(Image point annotation entries)

****************

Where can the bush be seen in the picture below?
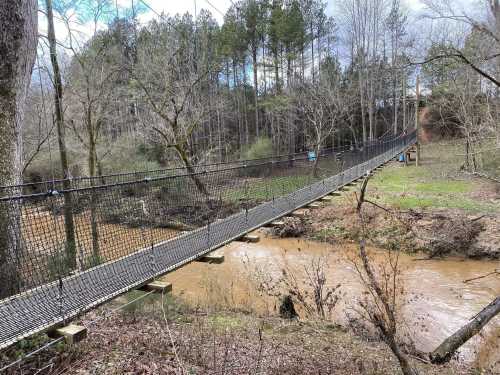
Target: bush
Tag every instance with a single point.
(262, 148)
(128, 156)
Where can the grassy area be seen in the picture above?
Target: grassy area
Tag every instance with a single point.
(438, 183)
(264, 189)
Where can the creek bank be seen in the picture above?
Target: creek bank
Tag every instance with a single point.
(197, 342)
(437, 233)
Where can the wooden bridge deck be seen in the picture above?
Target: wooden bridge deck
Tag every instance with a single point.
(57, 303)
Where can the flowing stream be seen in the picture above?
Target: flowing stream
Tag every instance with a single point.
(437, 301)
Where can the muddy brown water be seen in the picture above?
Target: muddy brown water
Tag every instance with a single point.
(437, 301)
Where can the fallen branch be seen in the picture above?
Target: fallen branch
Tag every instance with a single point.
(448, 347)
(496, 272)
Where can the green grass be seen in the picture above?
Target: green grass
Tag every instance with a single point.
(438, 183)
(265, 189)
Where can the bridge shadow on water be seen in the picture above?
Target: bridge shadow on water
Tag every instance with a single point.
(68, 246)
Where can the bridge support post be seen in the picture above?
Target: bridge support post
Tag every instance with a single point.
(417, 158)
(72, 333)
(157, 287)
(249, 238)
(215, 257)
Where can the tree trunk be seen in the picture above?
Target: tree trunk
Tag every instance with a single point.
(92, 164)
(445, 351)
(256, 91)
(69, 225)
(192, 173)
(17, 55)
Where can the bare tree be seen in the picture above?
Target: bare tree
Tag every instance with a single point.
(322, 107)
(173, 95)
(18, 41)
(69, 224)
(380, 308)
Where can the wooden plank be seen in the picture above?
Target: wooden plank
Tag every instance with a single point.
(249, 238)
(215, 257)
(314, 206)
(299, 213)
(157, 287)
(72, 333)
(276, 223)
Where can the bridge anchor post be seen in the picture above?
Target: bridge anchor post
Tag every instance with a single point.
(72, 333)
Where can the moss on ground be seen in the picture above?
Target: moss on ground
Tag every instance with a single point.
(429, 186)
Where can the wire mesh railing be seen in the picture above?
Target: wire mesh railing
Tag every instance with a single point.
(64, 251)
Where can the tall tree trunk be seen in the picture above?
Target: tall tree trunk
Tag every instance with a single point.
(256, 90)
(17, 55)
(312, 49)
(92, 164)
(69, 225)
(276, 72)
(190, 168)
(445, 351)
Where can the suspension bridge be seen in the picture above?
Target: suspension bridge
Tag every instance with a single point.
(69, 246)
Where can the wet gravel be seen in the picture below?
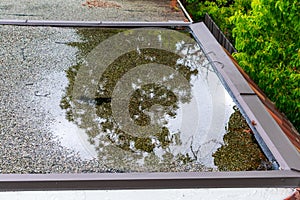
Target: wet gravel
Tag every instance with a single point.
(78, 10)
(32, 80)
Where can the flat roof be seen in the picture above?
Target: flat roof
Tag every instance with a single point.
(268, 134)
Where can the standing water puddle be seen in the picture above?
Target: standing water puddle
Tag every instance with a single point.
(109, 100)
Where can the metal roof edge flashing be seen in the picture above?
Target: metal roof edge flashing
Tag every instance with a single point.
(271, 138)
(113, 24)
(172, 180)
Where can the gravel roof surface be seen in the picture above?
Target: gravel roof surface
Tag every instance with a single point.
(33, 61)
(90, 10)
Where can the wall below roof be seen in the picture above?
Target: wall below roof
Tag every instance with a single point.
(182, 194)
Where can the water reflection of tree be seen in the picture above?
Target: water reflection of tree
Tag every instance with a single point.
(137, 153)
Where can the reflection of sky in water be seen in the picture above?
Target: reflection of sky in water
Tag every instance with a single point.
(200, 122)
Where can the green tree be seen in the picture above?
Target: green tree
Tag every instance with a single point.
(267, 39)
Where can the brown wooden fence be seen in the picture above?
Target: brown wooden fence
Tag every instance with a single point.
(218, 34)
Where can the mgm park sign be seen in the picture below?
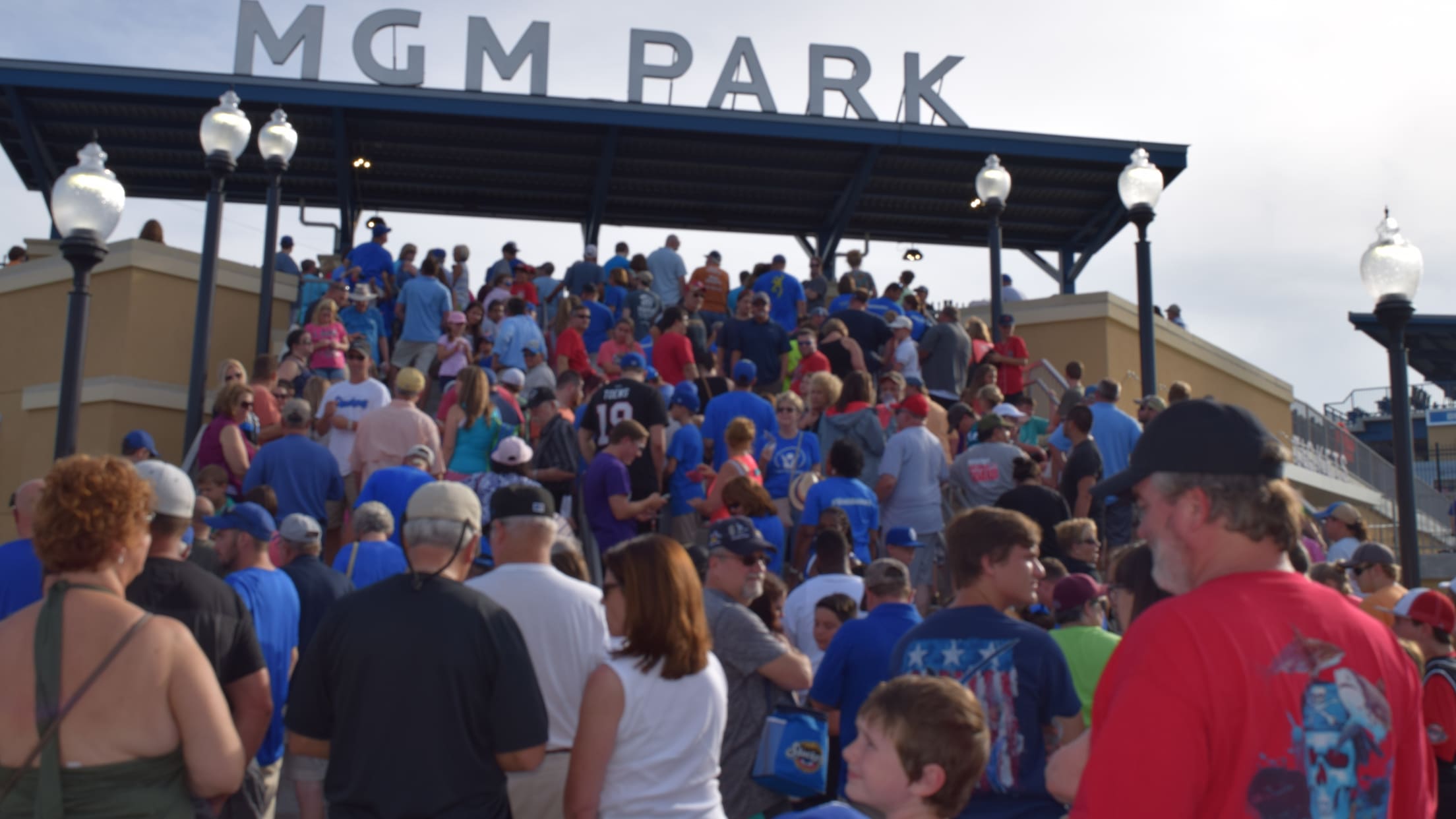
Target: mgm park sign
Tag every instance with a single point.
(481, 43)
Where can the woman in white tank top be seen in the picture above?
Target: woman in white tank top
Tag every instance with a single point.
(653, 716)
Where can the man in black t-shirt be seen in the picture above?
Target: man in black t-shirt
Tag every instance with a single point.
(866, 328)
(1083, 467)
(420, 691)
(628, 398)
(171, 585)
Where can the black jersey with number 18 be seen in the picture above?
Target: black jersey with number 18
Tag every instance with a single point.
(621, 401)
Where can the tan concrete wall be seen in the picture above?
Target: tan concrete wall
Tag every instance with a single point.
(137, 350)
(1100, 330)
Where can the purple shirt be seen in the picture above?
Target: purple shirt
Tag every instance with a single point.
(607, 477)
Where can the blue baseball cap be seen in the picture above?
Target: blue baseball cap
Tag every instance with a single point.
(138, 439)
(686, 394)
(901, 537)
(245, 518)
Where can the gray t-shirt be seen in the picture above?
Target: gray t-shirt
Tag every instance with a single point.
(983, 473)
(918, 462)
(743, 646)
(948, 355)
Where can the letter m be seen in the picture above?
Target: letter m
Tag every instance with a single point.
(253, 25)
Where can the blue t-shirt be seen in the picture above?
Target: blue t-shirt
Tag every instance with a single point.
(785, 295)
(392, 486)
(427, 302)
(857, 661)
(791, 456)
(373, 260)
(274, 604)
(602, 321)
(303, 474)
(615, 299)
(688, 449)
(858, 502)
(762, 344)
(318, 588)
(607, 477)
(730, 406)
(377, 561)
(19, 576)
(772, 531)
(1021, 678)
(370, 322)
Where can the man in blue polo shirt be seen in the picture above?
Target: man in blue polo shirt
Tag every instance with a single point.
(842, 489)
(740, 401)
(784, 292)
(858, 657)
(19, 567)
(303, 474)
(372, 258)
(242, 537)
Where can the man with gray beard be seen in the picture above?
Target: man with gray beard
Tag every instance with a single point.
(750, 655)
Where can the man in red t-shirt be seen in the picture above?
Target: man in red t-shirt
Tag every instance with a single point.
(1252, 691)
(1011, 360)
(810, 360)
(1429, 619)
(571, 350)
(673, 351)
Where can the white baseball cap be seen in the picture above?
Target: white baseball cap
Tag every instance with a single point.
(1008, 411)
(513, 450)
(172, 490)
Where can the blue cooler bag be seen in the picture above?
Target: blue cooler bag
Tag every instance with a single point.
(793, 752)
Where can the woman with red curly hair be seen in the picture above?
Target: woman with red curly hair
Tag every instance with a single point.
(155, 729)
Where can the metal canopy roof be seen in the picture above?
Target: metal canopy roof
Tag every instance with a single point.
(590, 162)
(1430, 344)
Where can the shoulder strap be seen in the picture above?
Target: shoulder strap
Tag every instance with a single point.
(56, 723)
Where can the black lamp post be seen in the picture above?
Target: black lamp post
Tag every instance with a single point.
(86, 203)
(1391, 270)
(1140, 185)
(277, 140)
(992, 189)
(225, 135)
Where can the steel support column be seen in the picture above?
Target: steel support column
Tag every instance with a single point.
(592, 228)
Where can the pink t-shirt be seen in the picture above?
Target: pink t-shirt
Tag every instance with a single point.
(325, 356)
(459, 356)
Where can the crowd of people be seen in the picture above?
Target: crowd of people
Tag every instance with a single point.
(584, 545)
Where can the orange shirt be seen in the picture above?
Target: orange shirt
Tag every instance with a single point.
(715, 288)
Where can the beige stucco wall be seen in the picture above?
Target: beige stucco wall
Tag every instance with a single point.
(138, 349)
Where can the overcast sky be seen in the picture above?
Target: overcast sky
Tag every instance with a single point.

****************

Exercise directions>
Copy out the stretch of items from the line containing "Where can the white" through the end of the items, keeping every line, the requests included. Scale each coordinate in the answers by 1.85 and round it to the nearest whole number, with halves rounded up.

The result>
Where can the white baseball cap be seen in the picture above?
Target: white baseball cap
Tag every instance with a single point.
(1865, 760)
(949, 833)
(318, 907)
Where can the blue cooler bag be seen in the picture above?
Target: blue cooler bag
Tag every instance with a single point.
(1467, 1391)
Where can the woman with red curly hair be seen in the picture above?
Target: woman with red curly hair
Tag every instance with a single point.
(287, 1349)
Where can the metal canopy roof be seen in the picture above?
Target: metal canopy roof
Tag every instance with a single point.
(1092, 300)
(2646, 636)
Where can the shoulder strap be seen in the picture above?
Target: shoulder strap
Tag every instance with a single point.
(104, 1338)
Where can the black lamp post be seen in the picture above?
Target: black lamp post
Tag every instance with a single point.
(159, 376)
(2573, 500)
(2109, 342)
(512, 259)
(1835, 350)
(416, 250)
Where can the steel support column be seen in the picture above?
Target: steel support column
Tag every instance with a single point.
(1095, 422)
Where can the pink t-shirt be seen in the picture above?
Target: pink t-shirt
Tag every instance with a single point.
(601, 659)
(849, 659)
Where can the crowd of people be seen in the picture above?
Target: crowd of people
Tag every instance with a single point.
(1080, 1008)
Where can the orange shirt be seen in the picture above?
Target: orange shirt
Tag every instance with a single point.
(1323, 533)
Where can the beige stucco wall be seen in the picture above?
Target: beige stucco wall
Tag every instance with a single point.
(255, 646)
Where can the overcast sky be seen in the picture above?
Target: overcast sky
Tag every instance with a single point.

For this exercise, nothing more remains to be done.